The required output is the exact sequence of lines from the line holding "Can you spot the purple" to the end of the records, inclusive.

* BEGIN Records supplied *

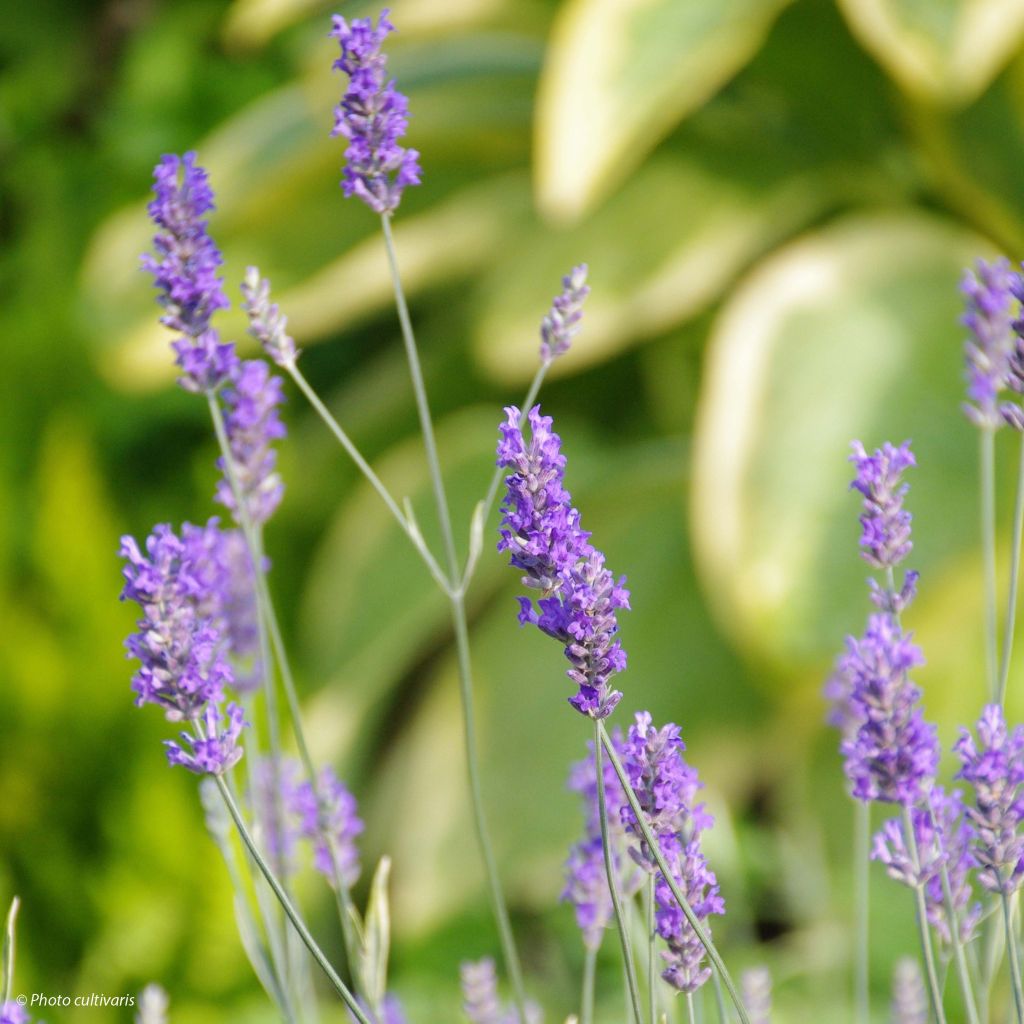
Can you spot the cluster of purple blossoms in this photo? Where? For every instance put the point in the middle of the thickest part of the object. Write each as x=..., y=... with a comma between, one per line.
x=666, y=787
x=373, y=116
x=184, y=268
x=893, y=755
x=942, y=838
x=252, y=424
x=179, y=584
x=561, y=324
x=989, y=292
x=586, y=872
x=578, y=597
x=994, y=768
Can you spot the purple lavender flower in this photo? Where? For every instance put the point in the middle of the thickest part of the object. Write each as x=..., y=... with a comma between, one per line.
x=12, y=1013
x=184, y=268
x=994, y=767
x=894, y=754
x=942, y=837
x=266, y=323
x=373, y=116
x=216, y=749
x=909, y=996
x=561, y=324
x=334, y=823
x=578, y=596
x=989, y=294
x=253, y=425
x=179, y=641
x=886, y=536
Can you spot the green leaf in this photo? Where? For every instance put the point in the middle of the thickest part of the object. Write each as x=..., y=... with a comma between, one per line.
x=672, y=268
x=850, y=333
x=621, y=74
x=947, y=50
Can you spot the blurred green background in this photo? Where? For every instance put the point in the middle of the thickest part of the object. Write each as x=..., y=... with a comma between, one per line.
x=776, y=200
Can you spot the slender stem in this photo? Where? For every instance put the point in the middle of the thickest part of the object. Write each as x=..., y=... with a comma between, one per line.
x=987, y=455
x=1015, y=964
x=356, y=456
x=651, y=973
x=861, y=858
x=587, y=995
x=293, y=915
x=1015, y=565
x=655, y=849
x=926, y=938
x=423, y=407
x=609, y=867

* END Records supplied *

Exercise response =
Can you spot the purple lavender flower in this photo? Where? For every instance put the point in the middle of the thickest part of the object. Write each as x=..., y=... with a comma between, one per line.
x=12, y=1013
x=184, y=268
x=994, y=767
x=894, y=754
x=942, y=837
x=266, y=323
x=373, y=116
x=216, y=749
x=909, y=996
x=561, y=324
x=334, y=823
x=578, y=596
x=989, y=294
x=253, y=425
x=179, y=641
x=886, y=536
Can you spot the green leaf in this photo? Where? For every instance put the point in the middle of the thickest part of the object. Write each as x=..., y=... with a comma between, one per line.
x=672, y=268
x=850, y=333
x=621, y=74
x=947, y=50
Can you spot the blurred green background in this photo? Where? For every instance put the point in the middle of the thickest part of the object. Write each as x=..., y=... with a comma between, one per line.
x=776, y=200
Can you spot the slender stem in this photo? Where? For every instance put the point in the middle of the thickest part of the object. Write each as x=..., y=... with a comma between, one per line.
x=987, y=455
x=1015, y=964
x=356, y=456
x=651, y=973
x=861, y=858
x=587, y=995
x=293, y=915
x=1015, y=565
x=655, y=849
x=926, y=938
x=423, y=407
x=609, y=867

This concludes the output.